#### What the task asks
Rewrite the listing below, replacing "spare tire" with "license plate" and keeping everything else unchanged.
/---
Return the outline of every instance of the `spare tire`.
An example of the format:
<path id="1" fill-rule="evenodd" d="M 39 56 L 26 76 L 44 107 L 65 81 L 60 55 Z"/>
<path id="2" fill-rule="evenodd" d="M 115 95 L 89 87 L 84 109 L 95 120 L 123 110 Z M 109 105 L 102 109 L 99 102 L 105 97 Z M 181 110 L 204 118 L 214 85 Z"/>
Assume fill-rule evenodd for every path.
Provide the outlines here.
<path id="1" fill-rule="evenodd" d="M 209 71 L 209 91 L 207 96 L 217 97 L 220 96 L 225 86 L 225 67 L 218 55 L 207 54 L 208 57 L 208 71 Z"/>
\---
#### Expected answer
Return the outline of every instance of the `license plate`.
An example of the format:
<path id="1" fill-rule="evenodd" d="M 39 56 L 26 76 L 44 107 L 65 81 L 60 55 Z"/>
<path id="2" fill-rule="evenodd" d="M 115 95 L 89 87 L 84 109 L 95 120 L 123 110 Z M 109 105 L 102 109 L 99 102 L 105 97 Z M 181 110 L 204 118 L 214 85 Z"/>
Assume fill-rule evenodd for every path.
Provide the outlines here.
<path id="1" fill-rule="evenodd" d="M 209 71 L 209 91 L 207 96 L 217 97 L 220 96 L 225 86 L 225 67 L 218 55 L 207 54 L 208 57 L 208 71 Z"/>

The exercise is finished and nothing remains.